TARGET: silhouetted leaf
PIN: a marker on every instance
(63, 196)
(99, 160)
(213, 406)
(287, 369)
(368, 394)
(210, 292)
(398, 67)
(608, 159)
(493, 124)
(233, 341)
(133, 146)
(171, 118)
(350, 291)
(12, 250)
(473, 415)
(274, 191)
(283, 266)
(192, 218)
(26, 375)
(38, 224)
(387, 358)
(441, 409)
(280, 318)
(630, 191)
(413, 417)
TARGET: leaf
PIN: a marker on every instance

-=-=-

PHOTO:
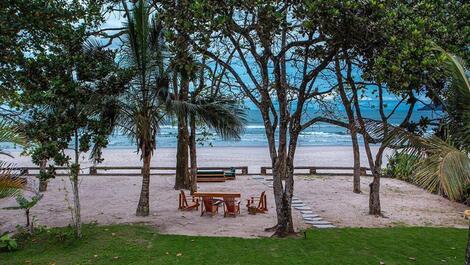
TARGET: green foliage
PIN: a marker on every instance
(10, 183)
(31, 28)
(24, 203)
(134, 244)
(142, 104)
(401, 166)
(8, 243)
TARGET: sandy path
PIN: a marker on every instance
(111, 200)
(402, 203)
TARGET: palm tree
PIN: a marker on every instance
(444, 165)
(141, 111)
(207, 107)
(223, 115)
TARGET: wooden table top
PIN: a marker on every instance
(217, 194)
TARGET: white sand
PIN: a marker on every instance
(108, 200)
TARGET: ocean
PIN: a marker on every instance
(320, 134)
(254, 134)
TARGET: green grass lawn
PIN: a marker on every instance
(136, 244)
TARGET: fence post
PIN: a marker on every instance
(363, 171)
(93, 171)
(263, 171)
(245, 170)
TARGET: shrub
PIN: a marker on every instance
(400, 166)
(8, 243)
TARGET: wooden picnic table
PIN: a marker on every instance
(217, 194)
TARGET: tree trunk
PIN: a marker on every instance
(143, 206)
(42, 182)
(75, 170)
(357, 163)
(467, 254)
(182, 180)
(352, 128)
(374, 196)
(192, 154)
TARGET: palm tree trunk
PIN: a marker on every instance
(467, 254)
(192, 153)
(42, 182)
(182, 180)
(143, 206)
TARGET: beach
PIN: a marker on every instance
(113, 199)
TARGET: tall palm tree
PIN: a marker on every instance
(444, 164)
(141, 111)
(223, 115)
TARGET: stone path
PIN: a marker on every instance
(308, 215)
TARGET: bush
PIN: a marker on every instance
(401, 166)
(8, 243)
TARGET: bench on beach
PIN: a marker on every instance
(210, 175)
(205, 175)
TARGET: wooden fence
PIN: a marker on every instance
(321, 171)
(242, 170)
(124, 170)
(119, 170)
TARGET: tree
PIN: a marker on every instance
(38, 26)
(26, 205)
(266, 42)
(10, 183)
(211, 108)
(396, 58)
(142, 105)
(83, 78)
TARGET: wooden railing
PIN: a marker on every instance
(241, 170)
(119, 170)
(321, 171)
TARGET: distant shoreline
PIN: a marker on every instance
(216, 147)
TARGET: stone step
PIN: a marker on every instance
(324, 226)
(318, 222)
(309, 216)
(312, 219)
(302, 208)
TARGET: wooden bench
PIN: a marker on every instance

-=-=-

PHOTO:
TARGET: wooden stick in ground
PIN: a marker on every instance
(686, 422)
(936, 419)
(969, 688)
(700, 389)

-=-=-

Aim: Extract each row above that contains the string "wooden", matching its capitalization exactly, and copy those rows in full.

Worked answer:
TARGET: wooden table top
TARGET: wooden picnic table
TARGET: wooden fence
TARGET: wooden railing
TARGET: wooden bench
TARGET: wooden stick in ground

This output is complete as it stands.